» MATERIAL SUPPLIED
Segment Open

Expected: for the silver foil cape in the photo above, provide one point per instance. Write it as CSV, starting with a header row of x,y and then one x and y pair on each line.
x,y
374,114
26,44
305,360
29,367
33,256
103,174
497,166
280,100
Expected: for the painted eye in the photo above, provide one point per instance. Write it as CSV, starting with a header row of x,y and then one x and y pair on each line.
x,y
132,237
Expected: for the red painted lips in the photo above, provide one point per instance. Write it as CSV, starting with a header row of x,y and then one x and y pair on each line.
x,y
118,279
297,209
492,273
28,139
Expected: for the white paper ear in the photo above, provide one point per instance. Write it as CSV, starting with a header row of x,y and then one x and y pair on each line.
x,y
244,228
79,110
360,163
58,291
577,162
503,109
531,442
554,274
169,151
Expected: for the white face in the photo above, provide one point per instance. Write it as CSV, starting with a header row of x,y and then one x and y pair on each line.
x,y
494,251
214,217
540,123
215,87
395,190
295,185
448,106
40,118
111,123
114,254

Segment Closed

» THE TASK
Find the line containing "Expected: for the white face", then output it and every line after it to the end of the data, exactly.

» RESPONSE TO THIS EXERCISE
Expected: for the white face in the photo above, provide one point per instance. Write it as CSV, starting with a header row of x,y and then one x and y pair on each line.
x,y
494,251
214,217
540,123
215,87
395,190
295,185
448,106
40,118
111,123
114,254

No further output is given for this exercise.